Try it: Copy word for word the passage of the UVC light study that starts at "GUV air-cleaning devices" and ends at "of GUV devices.".

Given text:
The Impact of UVC Light on Indoor Air Chemistry: A Modeling Study

Germicidal ultraviolet light (GUV) is gaining attention for air disinfection, particularly following the COVID-19 pandemic. GUV air cleaning devices use 222 or 254 nm light to remove airborne and surface pathogens from indoor environments, although their impact on indoor chemistry has received limited attention. This modeling study investigates the impact of GUV light on indoor air pollutant concentrations. In a simulated, occupied classroom using a 222 nm lamp with an average room irradiance of 1 μW cm^–2, the predicted ozone production rate was 0.33 mg h^–1 for an air change rate of 0.5 h^–1, leading to surface interactions with occupants and inanimate surfaces that formed secondary products including nonanal, decanal, and 4-oxopentanal. By contrast, ozone concentration increased by 0.19 mg h^–1 at 0.5 h^–1 in the presence of a 254 nm lamp with an average room irradiance of 15 μW cm^–2, primarily due to infiltration. The long-term health benefits of GUV light disinfection need to be quantitatively compared to the health harms due to GUV-induced pollution to allow a more complete assessment of the benefits of this technology.

GUV air-cleaning devices have excellent efficacy in the removal of some airborne and surface pathogens; however, the consequent indoor chemistry is relatively underexplored. This study reports the production of ozone and secondary oxidation products indoors during the use of GUV devices.

Given records:
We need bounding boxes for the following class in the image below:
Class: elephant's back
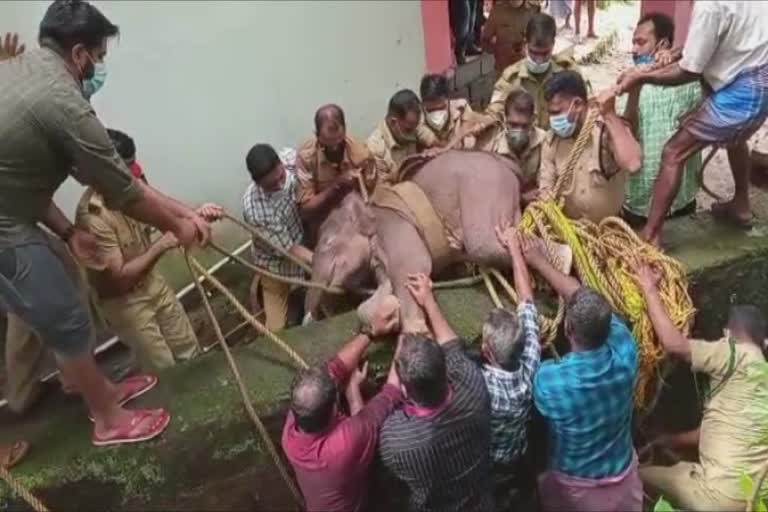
[411,150,520,222]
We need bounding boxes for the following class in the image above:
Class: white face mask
[426,108,448,130]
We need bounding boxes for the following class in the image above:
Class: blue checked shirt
[243,148,304,277]
[533,315,637,479]
[483,302,541,464]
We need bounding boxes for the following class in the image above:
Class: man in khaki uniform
[638,267,768,511]
[486,14,579,130]
[539,71,642,222]
[75,130,216,370]
[418,74,474,149]
[482,0,541,73]
[366,89,434,184]
[297,105,376,247]
[475,89,547,205]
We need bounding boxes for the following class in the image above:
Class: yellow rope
[0,465,49,512]
[184,251,306,508]
[510,104,695,409]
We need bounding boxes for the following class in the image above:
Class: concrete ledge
[0,188,768,511]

Task result:
GUV air-cleaning devices have excellent efficacy in the removal of some airborne and surface pathogens; however, the consequent indoor chemistry is relatively underexplored. This study reports the production of ozone and secondary oxidation products indoors during the use of GUV devices.